┌──

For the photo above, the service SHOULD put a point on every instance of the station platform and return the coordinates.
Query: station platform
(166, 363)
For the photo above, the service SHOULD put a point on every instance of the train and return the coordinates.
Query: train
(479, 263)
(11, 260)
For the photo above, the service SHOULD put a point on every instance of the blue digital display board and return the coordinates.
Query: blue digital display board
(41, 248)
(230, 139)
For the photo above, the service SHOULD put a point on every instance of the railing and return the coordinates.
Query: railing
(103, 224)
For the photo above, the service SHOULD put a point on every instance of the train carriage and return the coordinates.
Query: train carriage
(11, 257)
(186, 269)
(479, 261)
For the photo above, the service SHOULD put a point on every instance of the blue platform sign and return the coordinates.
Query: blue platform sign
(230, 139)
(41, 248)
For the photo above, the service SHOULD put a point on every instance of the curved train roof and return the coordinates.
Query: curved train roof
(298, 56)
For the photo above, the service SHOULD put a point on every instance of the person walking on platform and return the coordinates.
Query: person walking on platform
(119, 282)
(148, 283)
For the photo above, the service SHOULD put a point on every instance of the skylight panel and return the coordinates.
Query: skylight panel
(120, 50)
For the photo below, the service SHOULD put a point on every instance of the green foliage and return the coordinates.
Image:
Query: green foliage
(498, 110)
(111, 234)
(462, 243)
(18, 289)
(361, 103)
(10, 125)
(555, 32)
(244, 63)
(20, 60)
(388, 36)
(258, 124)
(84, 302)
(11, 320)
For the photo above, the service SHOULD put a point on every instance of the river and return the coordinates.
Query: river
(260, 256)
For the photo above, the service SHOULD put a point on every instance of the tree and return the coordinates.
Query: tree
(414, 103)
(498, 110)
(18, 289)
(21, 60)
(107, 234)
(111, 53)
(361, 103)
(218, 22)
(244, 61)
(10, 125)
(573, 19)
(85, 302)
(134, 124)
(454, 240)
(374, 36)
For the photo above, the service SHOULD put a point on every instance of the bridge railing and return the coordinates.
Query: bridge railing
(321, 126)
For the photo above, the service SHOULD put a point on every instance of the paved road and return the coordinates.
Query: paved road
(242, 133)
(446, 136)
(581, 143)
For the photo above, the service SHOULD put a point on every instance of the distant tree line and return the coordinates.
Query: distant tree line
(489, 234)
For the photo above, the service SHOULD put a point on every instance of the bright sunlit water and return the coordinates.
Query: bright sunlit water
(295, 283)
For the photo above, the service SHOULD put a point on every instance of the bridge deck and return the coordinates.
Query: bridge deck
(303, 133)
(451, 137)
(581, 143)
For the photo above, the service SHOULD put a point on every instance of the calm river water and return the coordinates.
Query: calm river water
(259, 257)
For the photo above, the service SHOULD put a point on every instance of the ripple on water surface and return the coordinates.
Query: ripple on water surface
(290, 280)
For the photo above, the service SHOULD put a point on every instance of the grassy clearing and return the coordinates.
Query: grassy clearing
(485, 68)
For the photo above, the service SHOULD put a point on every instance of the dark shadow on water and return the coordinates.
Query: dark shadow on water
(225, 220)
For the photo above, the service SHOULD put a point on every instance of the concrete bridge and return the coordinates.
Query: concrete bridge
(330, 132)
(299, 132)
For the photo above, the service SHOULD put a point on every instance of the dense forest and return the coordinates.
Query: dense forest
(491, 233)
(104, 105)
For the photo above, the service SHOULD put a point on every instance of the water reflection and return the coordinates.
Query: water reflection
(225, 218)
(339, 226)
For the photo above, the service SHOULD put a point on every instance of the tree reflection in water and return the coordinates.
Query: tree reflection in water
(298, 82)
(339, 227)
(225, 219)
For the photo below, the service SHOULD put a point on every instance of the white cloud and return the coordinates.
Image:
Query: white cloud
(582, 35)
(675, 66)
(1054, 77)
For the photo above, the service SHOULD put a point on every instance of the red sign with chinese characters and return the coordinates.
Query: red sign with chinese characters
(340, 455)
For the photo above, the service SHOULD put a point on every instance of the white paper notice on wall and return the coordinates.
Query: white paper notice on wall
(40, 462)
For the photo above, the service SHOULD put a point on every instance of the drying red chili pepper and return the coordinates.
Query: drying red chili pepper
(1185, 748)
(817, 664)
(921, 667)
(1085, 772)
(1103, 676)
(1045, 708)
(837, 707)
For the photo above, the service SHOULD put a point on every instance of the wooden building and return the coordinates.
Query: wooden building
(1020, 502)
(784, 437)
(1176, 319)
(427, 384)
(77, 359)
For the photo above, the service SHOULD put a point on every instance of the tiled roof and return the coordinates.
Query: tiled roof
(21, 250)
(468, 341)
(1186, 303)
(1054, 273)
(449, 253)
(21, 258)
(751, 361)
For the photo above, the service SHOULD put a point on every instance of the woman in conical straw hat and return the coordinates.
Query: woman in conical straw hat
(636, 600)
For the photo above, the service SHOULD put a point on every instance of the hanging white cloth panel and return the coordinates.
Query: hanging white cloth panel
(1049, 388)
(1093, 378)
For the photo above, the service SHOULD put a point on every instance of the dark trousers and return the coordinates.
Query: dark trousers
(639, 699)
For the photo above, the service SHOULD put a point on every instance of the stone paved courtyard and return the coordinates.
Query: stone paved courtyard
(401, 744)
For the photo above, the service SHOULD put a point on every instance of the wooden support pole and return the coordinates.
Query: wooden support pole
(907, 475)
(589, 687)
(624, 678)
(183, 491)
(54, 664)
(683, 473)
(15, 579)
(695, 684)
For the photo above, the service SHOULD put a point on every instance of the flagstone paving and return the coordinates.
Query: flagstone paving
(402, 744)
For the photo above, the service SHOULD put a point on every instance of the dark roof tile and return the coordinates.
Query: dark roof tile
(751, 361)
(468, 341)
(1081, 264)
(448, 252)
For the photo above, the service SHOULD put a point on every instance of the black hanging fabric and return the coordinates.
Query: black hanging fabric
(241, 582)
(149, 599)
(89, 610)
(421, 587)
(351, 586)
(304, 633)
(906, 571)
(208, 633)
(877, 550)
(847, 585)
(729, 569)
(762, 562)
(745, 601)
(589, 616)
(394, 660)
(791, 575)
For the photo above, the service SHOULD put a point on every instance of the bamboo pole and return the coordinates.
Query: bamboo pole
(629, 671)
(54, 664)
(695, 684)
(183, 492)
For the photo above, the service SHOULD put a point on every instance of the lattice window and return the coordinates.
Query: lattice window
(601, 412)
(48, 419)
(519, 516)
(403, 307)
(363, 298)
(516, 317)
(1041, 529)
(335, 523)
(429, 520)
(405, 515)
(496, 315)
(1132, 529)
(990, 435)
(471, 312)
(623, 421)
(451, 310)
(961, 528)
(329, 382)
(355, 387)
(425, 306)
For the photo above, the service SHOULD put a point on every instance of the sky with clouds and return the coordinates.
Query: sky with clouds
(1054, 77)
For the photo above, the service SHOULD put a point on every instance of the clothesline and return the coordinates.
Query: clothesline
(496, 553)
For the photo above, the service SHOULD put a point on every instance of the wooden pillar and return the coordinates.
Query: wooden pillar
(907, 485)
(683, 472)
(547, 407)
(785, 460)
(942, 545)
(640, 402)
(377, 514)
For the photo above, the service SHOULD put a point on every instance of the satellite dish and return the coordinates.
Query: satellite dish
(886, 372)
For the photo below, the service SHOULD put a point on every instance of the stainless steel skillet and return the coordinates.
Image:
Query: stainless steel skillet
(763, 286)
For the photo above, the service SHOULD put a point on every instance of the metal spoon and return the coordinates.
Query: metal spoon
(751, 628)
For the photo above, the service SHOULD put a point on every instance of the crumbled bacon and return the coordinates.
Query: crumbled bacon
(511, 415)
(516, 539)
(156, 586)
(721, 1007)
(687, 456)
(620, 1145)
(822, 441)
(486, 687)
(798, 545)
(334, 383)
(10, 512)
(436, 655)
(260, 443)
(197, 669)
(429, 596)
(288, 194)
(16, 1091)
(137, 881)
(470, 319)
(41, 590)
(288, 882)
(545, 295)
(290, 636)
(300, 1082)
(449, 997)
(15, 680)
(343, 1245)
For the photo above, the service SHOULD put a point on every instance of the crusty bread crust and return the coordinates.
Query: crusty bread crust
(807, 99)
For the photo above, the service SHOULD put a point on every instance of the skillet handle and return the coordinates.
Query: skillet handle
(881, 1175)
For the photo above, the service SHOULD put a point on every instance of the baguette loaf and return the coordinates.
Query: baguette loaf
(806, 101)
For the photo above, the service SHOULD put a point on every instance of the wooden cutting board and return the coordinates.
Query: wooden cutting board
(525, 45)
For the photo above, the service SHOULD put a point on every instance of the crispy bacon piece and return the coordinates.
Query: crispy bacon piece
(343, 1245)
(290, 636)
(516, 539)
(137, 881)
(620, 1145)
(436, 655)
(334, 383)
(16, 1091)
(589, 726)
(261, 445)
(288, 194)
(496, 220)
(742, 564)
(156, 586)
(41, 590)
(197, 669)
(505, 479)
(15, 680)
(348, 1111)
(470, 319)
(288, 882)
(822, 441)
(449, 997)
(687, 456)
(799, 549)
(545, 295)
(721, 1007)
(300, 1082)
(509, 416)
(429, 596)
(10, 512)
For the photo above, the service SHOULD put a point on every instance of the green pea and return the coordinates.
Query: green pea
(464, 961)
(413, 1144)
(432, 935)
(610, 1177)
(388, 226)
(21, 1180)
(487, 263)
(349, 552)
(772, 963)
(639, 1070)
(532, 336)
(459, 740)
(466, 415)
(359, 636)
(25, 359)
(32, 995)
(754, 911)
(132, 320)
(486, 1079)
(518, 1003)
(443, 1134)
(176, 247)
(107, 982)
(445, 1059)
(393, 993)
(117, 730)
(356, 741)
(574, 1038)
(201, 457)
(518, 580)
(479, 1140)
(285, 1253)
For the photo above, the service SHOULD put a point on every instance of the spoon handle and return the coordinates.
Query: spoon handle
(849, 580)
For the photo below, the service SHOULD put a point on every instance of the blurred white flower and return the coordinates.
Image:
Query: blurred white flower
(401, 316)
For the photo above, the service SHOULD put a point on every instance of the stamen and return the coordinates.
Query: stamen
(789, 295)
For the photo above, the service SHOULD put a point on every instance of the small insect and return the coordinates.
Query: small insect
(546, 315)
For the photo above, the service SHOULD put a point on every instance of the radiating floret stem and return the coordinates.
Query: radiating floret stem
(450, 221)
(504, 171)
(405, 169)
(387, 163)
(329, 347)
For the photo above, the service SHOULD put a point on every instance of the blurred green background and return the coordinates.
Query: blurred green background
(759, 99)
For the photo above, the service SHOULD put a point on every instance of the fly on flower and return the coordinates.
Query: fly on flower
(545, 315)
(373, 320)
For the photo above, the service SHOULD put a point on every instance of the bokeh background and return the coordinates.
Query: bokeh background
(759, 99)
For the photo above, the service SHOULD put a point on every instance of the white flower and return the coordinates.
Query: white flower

└──

WRITTEN TASK:
Nothing but the lines from the line with "stamen and return the coordinates." to the last line of the listing above should appear; please retype them exactly, both ends included.

WRITTEN RESPONSE:
For the photo above, the service SHOULD put a point on every instance of the stamen and return the coordinates.
Query: stamen
(789, 295)
For the photo above, the service SHOULD put a point on every instance of the small insect and return the coordinates.
Query: small insect
(546, 315)
For the photo above, the service SHOULD put a point on every instance of the radiating floret stem and return the coordinates.
Query: radiating floret stem
(450, 221)
(504, 171)
(405, 169)
(387, 163)
(329, 347)
For the photo above, the service SHOULD put a point on every instance of the blurred green background and return the coordinates.
Query: blurred green background
(759, 99)
For the photo above, the service SHOULD put a point on every instance of the fly on flower and return the coordinates.
Query: fly on flower
(545, 315)
(373, 320)
For the photo above, the service SHOULD put a point on every instance of the bokeh background and return the coordinates.
Query: bokeh background
(759, 99)
For the photo above, the service SHOULD put a point on every instance of the white flower and return the coordinates.
Query: white flower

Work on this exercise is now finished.